8 Components of PBIS to Support Effective Implementation

9 Min Read
8 Components of PBIS to Support Effective Implementation

Positive Behavioral Interventions and Supports (PBIS) is an evidence-based framework that promotes positive student behavior in schools. Focusing on teaching students positive behaviors can positively impact a school’s culture and climate, making it a more pleasant place to study and work. However, successfully implementing a PBIS program requires many different elements to be in place. Let’s take a look at eight components of PBIS.

Key Elements of PBIS

1. Teamwork

As you might imagine, it takes a village to implement a PBIS program. Although the elements of PBIS may seem basic, everyone involved in the process must understand its purpose and expectations of PBIS. A successful implementation depends on all stakeholders (administrators, teachers, support staff, parents, and students) being on board.

Supporting PBIS is not just the work of teachers. Efforts to support PBIS in schools and classrooms require teamwork to succeed. It’s important for every member of the school community to know how to effectively recognize, promote, and reward positive behavior to inspire real and lasting change.

The PBIS team will lead the way in facilitating schoolwide and classroom change; this is where most of the important decisions will be made and handed down for the staff to hopefully follow. Your PBIS team should be representative of all stakeholders, with individuals from all levels participating. Team members may include:

  • School Administrators: A principal or other administrator should be in a leadership position, as PBIS will involve decisions to be made at the schoolwide level.
  • School Counselors: When dealing with strategies for improving student conduct, the school counselor may have more training on the matter than anyone else in the school. Use this person to determine ways to approach the use of positive reinforcement for behavior.

- Problem set -
[A] Summarize the PBIS article in two sentences.
[B] Echo the stretch of the PBIS article from "Supporting PBIS is" through "the schoolwide level.".
[C] Pick up the article on PBIS components after its final sentence and keep writing.
The data that follow have no connection to the PBIS article.

- Data excerpt -
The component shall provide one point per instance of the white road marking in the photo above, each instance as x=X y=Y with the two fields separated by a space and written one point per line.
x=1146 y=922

- Responses for each task -
[A] Positive Behavioral Interventions and Supports (PBIS) is an evidence-based framework for promoting positive student behavior in schools, and putting it in place successfully requires many elements, starting with teamwork among administrators, teachers, support staff, parents, and students. A PBIS team that represents all stakeholders leads schoolwide and classroom change and may include school administrators in a leadership role and school counselors, who may have more training on student conduct than anyone else in the school.

[B]
Supporting PBIS is not just the work of teachers. Efforts to support PBIS in schools and classrooms require teamwork to succeed. It’s important for every member of the school community to know how to effectively recognize, promote, and reward positive behavior to inspire real and lasting change.

The PBIS team will lead the way in facilitating schoolwide and classroom change; this is where most of the important decisions will be made and handed down for the staff to hopefully follow. Your PBIS team should be representative of all stakeholders, with individuals from all levels participating. Team members may include:

  • School Administrators: A principal or other administrator should be in a leadership position, as PBIS will involve decisions to be made at the schoolwide level.

[C]
  • Grade-Level Teachers: Each grade level should be represented by one of its teachers. This teacher will be able to express the most common issues the students are having with conduct at that age level.
  • Parent Representatives: It is essential to get the parental support needed for a strong PBIS program. Many parents will choose to follow a similar program at home if they are educated on how to do so.
  • Team Leaders: A team leader will be needed to set agendas and meetings, create a schedule, and essentially always keep the team on track.

2. Buy-In

Implementing a PBIS program at the school, classroom, and individual levels can be a lot of work. For PBIS to prosper, it needs as much buy-in as possible from staff members from every department, as they’ll be the ones administering those practices daily.

As much as we know that positive behavior interventions improve student outcomes, getting buy-in from teachers and staff to implement yet another program can be tough. Teachers have a lot on their plates already. Therefore, how you teach and communicate about PBIS to these stakeholders is so important. You will need teachers, parents, and students to agree to the plan, understand their roles, and ensure everyone knows it’s a team effort.

Like any other kind of organizational change, PBIS buy-in needs to come from the top and work its way down. So, with that in mind, it’s crucial to ensure senior staff, such as department heads, are on the same page about PBIS efforts at your school.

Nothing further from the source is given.